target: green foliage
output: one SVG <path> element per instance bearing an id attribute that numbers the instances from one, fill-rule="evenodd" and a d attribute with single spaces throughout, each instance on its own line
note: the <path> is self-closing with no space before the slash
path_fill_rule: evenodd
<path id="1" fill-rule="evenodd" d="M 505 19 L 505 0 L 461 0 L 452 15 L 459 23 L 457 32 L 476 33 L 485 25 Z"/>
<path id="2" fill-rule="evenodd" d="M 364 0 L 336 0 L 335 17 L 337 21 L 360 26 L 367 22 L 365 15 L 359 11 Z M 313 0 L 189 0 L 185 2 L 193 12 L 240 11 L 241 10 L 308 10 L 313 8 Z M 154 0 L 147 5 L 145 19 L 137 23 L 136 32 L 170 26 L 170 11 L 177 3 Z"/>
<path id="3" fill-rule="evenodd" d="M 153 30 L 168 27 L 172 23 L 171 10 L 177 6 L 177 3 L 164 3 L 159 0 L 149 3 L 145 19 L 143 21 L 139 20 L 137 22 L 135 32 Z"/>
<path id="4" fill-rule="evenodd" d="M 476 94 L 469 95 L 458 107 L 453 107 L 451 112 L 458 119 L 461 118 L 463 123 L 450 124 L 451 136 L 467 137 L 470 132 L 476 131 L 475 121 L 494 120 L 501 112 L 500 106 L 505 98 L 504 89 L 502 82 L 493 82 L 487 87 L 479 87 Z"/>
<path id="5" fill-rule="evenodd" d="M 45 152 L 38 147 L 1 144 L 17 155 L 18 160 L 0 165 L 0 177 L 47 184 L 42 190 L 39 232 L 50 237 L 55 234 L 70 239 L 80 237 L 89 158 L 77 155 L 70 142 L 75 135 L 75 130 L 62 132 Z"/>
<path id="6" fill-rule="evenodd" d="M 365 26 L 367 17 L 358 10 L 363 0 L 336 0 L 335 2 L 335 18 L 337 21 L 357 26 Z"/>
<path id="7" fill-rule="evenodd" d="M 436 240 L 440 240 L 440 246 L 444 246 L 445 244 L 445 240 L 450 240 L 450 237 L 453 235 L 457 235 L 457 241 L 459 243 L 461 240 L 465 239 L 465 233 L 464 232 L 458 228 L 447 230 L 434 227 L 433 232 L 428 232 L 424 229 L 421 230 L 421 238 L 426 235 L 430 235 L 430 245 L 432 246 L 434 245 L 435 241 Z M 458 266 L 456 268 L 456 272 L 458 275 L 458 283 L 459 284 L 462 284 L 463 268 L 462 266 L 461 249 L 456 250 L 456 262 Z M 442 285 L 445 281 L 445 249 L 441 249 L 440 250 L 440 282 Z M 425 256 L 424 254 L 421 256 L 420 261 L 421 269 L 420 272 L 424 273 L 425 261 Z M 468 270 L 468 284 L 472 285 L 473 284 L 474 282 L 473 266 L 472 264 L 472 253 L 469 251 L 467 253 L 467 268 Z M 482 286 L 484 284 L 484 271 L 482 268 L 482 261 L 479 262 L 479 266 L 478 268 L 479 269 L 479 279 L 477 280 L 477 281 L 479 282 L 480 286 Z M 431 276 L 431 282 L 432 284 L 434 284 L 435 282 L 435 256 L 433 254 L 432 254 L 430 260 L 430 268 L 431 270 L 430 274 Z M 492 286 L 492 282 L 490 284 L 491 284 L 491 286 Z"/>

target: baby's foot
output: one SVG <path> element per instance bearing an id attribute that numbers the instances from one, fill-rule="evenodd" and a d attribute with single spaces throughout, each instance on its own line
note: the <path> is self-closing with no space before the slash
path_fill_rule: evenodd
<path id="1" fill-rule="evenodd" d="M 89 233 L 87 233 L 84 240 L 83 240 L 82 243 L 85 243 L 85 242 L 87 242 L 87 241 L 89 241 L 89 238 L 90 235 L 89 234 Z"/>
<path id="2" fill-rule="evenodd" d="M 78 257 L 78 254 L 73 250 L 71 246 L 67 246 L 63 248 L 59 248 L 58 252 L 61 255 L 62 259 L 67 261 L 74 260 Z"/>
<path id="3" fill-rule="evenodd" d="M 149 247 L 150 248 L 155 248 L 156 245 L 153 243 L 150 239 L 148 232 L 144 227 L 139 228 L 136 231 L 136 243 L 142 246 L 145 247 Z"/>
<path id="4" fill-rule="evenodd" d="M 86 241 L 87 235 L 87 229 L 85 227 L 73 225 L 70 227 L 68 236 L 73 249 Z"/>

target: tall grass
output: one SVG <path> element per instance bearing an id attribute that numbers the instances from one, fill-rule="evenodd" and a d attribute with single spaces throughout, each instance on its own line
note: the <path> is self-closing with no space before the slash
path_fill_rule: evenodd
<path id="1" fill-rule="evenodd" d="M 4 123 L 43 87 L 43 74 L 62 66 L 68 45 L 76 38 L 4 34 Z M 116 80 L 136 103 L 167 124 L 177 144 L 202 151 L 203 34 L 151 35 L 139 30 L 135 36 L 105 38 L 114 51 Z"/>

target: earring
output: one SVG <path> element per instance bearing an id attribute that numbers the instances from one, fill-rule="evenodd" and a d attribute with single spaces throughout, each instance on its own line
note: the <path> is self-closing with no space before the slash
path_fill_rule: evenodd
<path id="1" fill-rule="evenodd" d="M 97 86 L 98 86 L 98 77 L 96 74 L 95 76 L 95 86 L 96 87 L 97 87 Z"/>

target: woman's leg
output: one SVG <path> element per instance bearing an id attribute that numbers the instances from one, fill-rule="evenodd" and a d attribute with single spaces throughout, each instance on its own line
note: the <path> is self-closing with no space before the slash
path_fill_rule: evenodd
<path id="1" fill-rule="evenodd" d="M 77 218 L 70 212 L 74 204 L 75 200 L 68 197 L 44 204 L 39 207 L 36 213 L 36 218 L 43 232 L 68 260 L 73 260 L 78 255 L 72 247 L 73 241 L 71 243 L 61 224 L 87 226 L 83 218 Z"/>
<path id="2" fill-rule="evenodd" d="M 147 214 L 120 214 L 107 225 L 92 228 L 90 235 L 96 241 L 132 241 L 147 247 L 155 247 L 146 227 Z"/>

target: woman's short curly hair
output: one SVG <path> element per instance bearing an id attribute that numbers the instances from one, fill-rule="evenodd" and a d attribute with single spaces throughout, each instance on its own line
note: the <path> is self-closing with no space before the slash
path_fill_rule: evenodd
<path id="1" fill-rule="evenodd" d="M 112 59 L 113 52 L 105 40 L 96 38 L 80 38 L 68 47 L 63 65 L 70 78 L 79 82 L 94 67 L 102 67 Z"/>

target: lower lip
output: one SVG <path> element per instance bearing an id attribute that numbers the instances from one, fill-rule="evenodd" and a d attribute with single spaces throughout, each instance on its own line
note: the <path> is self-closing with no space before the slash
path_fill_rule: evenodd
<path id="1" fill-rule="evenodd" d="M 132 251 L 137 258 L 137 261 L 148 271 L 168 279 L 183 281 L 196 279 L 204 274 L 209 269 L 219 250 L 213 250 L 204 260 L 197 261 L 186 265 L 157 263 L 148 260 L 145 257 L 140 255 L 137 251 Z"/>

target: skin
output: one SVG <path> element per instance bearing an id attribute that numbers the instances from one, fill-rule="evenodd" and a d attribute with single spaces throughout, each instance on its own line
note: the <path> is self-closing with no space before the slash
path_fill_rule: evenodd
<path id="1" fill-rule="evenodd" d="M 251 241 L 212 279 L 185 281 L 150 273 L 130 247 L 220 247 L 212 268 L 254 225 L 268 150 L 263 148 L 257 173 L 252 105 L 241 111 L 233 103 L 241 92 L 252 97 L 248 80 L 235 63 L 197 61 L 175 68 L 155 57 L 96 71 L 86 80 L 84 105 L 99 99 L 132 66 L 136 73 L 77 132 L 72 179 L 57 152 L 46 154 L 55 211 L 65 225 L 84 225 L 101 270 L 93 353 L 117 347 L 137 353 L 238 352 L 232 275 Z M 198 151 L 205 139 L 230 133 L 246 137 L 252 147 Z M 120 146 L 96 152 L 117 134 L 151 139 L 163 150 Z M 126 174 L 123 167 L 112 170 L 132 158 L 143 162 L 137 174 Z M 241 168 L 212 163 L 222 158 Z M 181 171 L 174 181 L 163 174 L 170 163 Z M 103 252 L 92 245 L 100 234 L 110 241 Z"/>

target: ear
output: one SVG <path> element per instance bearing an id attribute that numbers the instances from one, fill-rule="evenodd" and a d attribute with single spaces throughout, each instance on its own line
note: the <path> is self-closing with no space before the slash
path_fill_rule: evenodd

══════════

Can you copy out the records above character for character, starting at their very first line and ending at the line containing "364 0 L 336", with that line included?

target: green foliage
output: one SVG <path> element per instance bearing an id attribute that numbers the instances from one, fill-rule="evenodd" and a d attribute with single spaces throughout, each instance on its own line
note: the <path> is self-closing with no space before the slash
path_fill_rule: evenodd
<path id="1" fill-rule="evenodd" d="M 505 19 L 505 0 L 461 0 L 452 15 L 459 23 L 457 32 L 476 33 L 485 25 Z"/>
<path id="2" fill-rule="evenodd" d="M 364 0 L 336 0 L 335 17 L 337 21 L 360 26 L 367 22 L 365 15 L 359 11 Z M 313 0 L 189 0 L 185 2 L 193 12 L 240 11 L 241 10 L 308 10 L 313 8 Z M 154 0 L 147 5 L 145 19 L 137 23 L 136 32 L 170 26 L 170 11 L 177 3 Z"/>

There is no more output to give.